Problemas a resolver:
(1) Enumere os estrangeiros a cujos serviços, segundo o excerto, os países africanos recorrem em detrimento de quadros nacionais.
(2) Transcreva do excerto o trecho que começa em "Lembro-me que era" e continua até "mais caro, evidentemente.".
(3) Diga se cada afirmação concorda com o excerto, respondendo sim ou não e citando as palavras do texto que o decidem.
(a) O problema da compra de tubos para Bissau foi resolvido pouco tempo depois.
(b) Os tubos para as condutas de água de Bissau deviam ser comprados em Portugal.
(c) O excerto aponta a desconfiança entre os africanos como causa principal do recurso a estrangeiros.

Excerto do texto:
%%

Hoje talvez haja mais, porque parece que há no Brasil uma lei para mais vagas de gente mais escura nas Universidades.

Mas já há portugueses no Brasil a aproveitar, como há muitos portugueses com ancestralidade africana, estão a mandar os filhos em biquini, para a praia umas semanas antes das matrículas.

A predominância das diversas colónias no Brasil, Itáliana, Espanhola, Alemã...as principais, para se imporem à colónia portuguesa, desfazem nos portugueses, além das "anedotas do português", até a ridicularizar a "regata" de Pedro Álvares Cabral, a pior porque atinge também os pretos, é aquela em que contam que o português é doido por "pêgá uma néguinha.

Esta da "Néguinha" é também para atingir negativamente a mestiçagem brasileira.

No Brasil há racismo a sério, e está mal analisado, nas suas origens, onde se vai apenas à escravatura, mas esta acabou e o Brasil deixou de ser português, principalnente estes últimos 100 anos.

Mas voltando à Guiné, amigo Cherno, eu penso que o recurso dos países africanos recorrerem a serviços de estrangeiros, europeus, chineses, americanos ou portugueses, em detrimento de quadros nacionais, a causa principal é a desconfiança (pouca confiança) que os africanos nutrem uns pelos outros.

No caso da Guiné, com tantas etnias juntas, cada um a puxar a brasa à sua sardinha, é difícil não haver invejas e ciúmes e má vizinhança, mesmo que escondida.

Lembro-me que era preciso alguem vir a comprar tubos a Portugal para condutas de água para Bissau, em 1980, e por falta de confiança a quem entregar a responsabilidade do negócio, acabou por ser resolvido o problema muito mais tarde e com uma empresa estrangeira, muito mais caro, evidentemente.

Esta será uma das razões do recurso a estrangeiros, chamemos brancos, em África, em detrimento de "quadros pretos".

Fernando de Sousa Ribeiro disse...

À atenção de Antº Rosinha: http://jornalcultura.sapo.ao/barra-do-kwanza/comerciantes-do-matoconto-de-inacio-rebelo-de-andrade.

Antº Rosinha disse...

%%

Material de estudo:
%%

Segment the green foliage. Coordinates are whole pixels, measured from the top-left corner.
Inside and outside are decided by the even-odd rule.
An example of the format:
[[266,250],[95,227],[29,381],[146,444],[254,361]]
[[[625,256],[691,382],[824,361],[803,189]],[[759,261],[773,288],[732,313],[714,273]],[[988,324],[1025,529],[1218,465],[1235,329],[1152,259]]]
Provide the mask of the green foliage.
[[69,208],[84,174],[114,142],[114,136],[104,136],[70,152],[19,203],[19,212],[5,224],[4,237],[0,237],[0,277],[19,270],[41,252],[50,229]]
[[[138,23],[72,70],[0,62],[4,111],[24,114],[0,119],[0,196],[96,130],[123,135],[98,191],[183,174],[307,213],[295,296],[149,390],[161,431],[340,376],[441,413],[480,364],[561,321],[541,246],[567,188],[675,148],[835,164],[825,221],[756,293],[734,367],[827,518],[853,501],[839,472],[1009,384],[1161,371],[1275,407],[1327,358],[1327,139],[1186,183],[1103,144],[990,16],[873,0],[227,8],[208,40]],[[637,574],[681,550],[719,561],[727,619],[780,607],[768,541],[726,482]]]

%%

Respostas numeradas:
(1) Europeus, chineses, americanos e portugueses.

(2)
Lembro-me que era preciso alguem vir a comprar tubos a Portugal para condutas de água para Bissau, em 1980, e por falta de confiança a quem entregar a responsabilidade do negócio, acabou por ser resolvido o problema muito mais tarde e com uma empresa estrangeira, muito mais caro, evidentemente.

(3)
(a) Não: "acabou por ser resolvido o problema muito mais tarde e com uma empresa estrangeira, muito mais caro"
(b) Sim: "era preciso alguem vir a comprar tubos a Portugal para condutas de água para Bissau, em 1980"
(c) Sim: "a causa principal é a desconfiança (pouca confiança) que os africanos nutrem uns pelos outros"